Write out the whole listing again, exactly.

BEGIN Recorded data

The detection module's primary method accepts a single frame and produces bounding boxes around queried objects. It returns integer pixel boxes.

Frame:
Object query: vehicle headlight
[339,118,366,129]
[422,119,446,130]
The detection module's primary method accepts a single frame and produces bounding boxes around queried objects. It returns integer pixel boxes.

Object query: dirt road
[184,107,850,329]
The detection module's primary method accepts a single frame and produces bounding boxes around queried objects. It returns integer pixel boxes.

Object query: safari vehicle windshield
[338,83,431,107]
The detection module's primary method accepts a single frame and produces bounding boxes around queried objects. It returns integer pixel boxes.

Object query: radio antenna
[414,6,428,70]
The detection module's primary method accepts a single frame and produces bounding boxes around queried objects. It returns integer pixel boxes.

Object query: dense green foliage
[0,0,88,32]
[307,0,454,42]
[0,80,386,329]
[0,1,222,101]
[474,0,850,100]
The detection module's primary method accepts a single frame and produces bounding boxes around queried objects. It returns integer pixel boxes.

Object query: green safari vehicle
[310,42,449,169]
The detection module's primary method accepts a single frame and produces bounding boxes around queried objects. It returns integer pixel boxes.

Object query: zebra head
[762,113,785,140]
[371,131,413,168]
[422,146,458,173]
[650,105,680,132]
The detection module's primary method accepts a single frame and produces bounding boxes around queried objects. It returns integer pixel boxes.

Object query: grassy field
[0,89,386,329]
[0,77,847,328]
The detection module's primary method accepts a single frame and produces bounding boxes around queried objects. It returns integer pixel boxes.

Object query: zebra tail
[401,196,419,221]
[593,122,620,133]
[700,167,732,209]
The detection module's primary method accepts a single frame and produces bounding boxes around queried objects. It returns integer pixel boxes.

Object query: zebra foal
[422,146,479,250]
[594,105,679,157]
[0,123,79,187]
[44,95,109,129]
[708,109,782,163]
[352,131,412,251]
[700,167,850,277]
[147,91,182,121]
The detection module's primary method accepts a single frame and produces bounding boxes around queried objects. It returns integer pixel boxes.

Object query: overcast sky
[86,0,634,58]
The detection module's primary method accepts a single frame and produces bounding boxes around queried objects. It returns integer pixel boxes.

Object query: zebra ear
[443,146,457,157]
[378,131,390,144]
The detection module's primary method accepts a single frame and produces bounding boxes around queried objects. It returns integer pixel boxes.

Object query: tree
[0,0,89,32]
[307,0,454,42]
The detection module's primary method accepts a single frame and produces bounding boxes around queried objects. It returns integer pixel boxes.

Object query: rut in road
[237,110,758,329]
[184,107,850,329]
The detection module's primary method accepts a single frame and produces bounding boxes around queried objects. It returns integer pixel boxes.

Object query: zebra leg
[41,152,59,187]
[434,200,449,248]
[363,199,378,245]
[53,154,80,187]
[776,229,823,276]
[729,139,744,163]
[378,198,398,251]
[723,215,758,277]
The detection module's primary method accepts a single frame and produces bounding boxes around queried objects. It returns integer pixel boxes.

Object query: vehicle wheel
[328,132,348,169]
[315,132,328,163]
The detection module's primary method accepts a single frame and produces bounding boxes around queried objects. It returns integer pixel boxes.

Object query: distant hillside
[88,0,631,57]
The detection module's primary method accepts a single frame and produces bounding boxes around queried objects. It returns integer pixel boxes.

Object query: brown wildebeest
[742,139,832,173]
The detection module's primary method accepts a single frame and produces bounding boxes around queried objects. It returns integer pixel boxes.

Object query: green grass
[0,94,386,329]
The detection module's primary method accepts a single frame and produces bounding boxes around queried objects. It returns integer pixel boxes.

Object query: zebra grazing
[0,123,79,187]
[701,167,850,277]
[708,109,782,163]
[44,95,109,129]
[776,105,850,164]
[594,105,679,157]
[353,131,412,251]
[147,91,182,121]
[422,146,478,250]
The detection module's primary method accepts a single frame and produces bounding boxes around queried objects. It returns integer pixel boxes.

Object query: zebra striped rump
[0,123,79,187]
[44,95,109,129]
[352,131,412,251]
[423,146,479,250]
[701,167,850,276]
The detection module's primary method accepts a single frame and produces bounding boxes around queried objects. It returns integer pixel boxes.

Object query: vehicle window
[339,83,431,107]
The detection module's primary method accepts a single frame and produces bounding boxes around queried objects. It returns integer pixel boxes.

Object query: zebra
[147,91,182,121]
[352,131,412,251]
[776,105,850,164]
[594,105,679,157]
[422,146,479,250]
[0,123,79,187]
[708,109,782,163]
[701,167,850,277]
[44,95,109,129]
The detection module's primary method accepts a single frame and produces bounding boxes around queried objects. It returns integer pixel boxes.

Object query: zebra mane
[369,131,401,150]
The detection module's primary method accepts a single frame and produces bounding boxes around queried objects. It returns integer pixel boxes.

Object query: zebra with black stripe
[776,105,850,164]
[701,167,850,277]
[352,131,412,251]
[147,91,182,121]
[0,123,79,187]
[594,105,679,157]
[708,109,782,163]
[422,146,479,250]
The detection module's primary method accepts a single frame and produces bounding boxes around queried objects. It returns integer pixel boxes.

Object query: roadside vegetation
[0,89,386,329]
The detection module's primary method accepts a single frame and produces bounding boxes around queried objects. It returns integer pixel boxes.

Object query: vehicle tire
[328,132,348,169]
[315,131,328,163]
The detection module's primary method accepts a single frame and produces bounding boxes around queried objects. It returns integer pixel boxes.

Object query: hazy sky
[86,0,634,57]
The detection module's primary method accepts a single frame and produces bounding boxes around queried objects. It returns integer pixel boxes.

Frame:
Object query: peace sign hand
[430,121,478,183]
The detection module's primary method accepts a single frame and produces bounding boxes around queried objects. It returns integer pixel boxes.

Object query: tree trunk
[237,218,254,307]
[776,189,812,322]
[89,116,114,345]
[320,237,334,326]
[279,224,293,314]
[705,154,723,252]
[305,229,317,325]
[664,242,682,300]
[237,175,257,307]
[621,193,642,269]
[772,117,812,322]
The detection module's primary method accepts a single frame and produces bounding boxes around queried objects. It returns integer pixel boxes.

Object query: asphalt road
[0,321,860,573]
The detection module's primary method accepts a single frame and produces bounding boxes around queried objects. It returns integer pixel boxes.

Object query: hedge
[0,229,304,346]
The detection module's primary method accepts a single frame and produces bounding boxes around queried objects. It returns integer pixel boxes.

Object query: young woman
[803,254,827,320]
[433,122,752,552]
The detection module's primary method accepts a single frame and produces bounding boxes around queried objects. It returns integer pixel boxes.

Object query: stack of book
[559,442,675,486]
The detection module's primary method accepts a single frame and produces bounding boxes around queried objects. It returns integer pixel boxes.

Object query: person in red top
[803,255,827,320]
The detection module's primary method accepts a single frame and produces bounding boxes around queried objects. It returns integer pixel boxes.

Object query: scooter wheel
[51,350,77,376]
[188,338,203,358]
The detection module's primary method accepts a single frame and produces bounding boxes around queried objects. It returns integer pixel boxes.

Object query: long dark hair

END Recorded data

#### Response:
The detection module's primary method accepts a single frame and produces bounding boxes around queried objects. It returns integer pixel boxes.

Frame:
Object query: vehicle headlight
[339,118,366,129]
[422,119,446,130]
The detection module's primary method accepts a single frame and produces bounding boxes around queried objects. It returns integer pixel boxes.

Object query: dirt road
[184,107,850,329]
The detection module's primary method accepts a single frame and produces bounding boxes around queried objects. It returns integer pixel boxes.

Object query: safari vehicle windshield
[338,83,431,107]
The detection module's primary method accepts a single frame and produces bounding boxes around queried objects. It returns integer pixel boxes.

Object query: radio antenna
[414,6,428,70]
The detection module's primary method accepts a single frame and produces bounding boxes around queried objects. It returns integer pixel boxes.

Object query: dense green foliage
[0,0,88,32]
[307,0,454,42]
[0,80,386,329]
[0,1,222,101]
[474,0,850,100]
The detection module's primary method accepts a single frame and produces bounding boxes around queried objects. It returns integer pixel boxes.

Object query: green safari vehicle
[310,42,449,169]
The detection module's primary method accepts a single frame and produces bounding boxes around queried objects. It returns integer pixel boxes.

Object query: zebra head
[762,113,785,140]
[371,131,413,168]
[422,146,458,173]
[650,105,680,132]
The detection module's primary method accepts a single frame and produces bounding boxes around queried objects. It returns integer pixel boxes.

Object query: grassy field
[0,89,386,329]
[0,77,847,328]
The detection module's primary method accepts a single frame and produces bounding boxes around queried objects. It returns integer pixel boxes.

Object query: zebra tail
[401,196,419,221]
[593,122,620,133]
[700,167,732,209]
The detection module's primary method accepts a single frame and produces bounding boxes around queried objects. It returns integer pixel boxes.

Object query: zebra foal
[422,146,479,250]
[594,105,679,157]
[0,123,79,187]
[44,95,109,129]
[708,109,782,163]
[352,131,412,251]
[700,167,850,277]
[147,91,182,121]
The detection module's primary method accepts a single frame and produces bounding boxes around queried objects. It returns integer pixel boxes.

Object query: overcast sky
[86,0,634,58]
The detection module's primary method accepts a single frame and produces bounding boxes around queried objects. It returns integer pixel boxes.

Object query: zebra ear
[443,146,457,157]
[378,131,390,144]
The detection module's primary method accepts a single frame and produces bounding boxes around queried objects. It returns integer pixel boxes.

Object query: tree
[0,0,89,32]
[307,0,454,42]
The detection module's primary method accepts a single frame and produces bounding boxes around queried objects. It returns integer pixel boxes.

Object query: rut in road
[237,110,758,329]
[184,107,850,329]
The detection module's primary method accepts a single frame and produces bounding boxes around queried objects. It returns integer pixel boxes.

Object query: zebra leg
[41,152,59,187]
[434,200,449,248]
[363,199,378,245]
[53,154,80,187]
[776,229,823,276]
[729,139,744,163]
[378,198,398,251]
[723,215,758,277]
The detection module's primary method accepts a single frame and produces bounding boxes around queried objects. It returns integer pixel boxes.

Object query: vehicle wheel
[328,132,348,169]
[315,132,328,163]
The detection module's primary method accepts a single frame and produces bounding boxes around queried objects. It returns integer pixel boxes.

Object query: distant hillside
[88,0,631,57]
The detection module's primary method accepts a single frame and produces bounding boxes around queried objects. It returns integer pixel boxes.

Object query: brown wildebeest
[742,139,832,173]
The detection module's primary method accepts a single frame and produces bounding boxes around queried objects. It returns integer pixel boxes.

Object query: green grass
[0,94,386,329]
The detection module's primary method accepts a single frame and produces bounding boxes around queried objects. It returns integer pixel boxes.

Object query: zebra grazing
[0,123,79,187]
[701,167,850,277]
[708,109,782,163]
[44,95,109,129]
[776,105,850,164]
[594,105,679,157]
[353,131,412,251]
[147,91,182,121]
[422,146,478,250]
The detection module's primary method accepts a single frame and produces bounding boxes around queried objects. It returns integer pixel boxes.

Object query: zebra striped rump
[0,123,79,187]
[44,95,109,129]
[352,131,412,251]
[423,146,479,250]
[701,167,850,276]
The detection module's primary method accepts a single frame and produces bounding boxes around queried objects. It returns integer pixel boxes.

Object query: vehicle window
[339,83,431,107]
The detection module's primary method accepts a single frame and produces bounding boxes around queried objects. It returns integer pixel boxes.

Object query: zebra
[147,91,182,121]
[352,131,412,251]
[776,105,850,164]
[594,105,679,157]
[422,146,479,250]
[0,123,79,187]
[708,109,782,163]
[701,167,850,277]
[44,95,109,129]
The detection module's primary method accepts a single frame and produces bounding boxes around queried objects. It returns integer pixel boxes.

Object query: zebra mane
[369,131,401,150]
The detection module's primary method accepts a single frame and produces bounding boxes around queried objects. It returns integer pixel boxes.

Object query: zebra with black stripe
[776,105,850,164]
[701,167,850,277]
[352,131,412,251]
[147,91,182,121]
[0,123,79,187]
[594,105,679,157]
[708,109,782,163]
[422,146,479,250]
The detection module's primary method accepts a single frame and produces bounding boxes around queried objects. It returns integer pixel boxes.

Object query: roadside vegetation
[0,89,386,329]
The detection module's primary method accepts a single frame and produces bounding boxes around queried objects. It returns integer pixel boxes.

Object query: vehicle tire
[328,132,348,169]
[315,131,328,163]
The detection module's primary method accepts a single frame and produces bounding boxes around queried objects. It returns integer pixel boxes.

Object query: hazy sky
[86,0,634,57]
The detection module's primary method accepts a single frame and produces bounding boxes around queried objects. It returns integer pixel boxes.

Frame:
Object query: peace sign hand
[430,121,478,183]
The detection module's primary method accepts a single frame and produces bounding boxes around queried objects. It returns integer pixel boxes.

Object query: tree trunk
[237,218,254,307]
[776,189,812,322]
[89,116,114,345]
[320,237,334,326]
[279,224,293,314]
[705,154,723,252]
[305,229,317,325]
[664,242,682,300]
[237,175,257,307]
[621,193,642,269]
[772,117,812,322]
The detection module's primary method accepts a single frame and produces bounding boxes around queried objects. It returns integer pixel boxes.

Object query: asphalt road
[0,321,860,573]
The detection module's primary method accepts a single frame and produces bounding boxes around queried objects. It returns integer pixel boxes.

Object query: hedge
[0,229,304,346]
The detection module's primary method accepts a single frame and produces bounding boxes around queried objects. It returns integer pixel boxes.

Object query: young woman
[803,254,827,320]
[433,122,752,552]
The detection module's primary method accepts a single frame and produces bounding boxes around queried objects. It returns integer pixel boxes.

Object query: stack of book
[559,442,675,486]
The detection module's primary method accepts a single frame and produces bounding boxes around queried objects. It returns integer pixel boxes.

Object query: person in red top
[803,255,827,320]
The detection module's primary method accepts a single frame and produces bounding boxes around queried objects. It returns integer pixel boxes.

Object query: scooter wheel
[51,350,77,376]
[188,338,203,358]
The detection module's primary method accepts a single frame and produces bounding boxes around queried objects. It returns integer pixel boxes.

Object query: long dark hair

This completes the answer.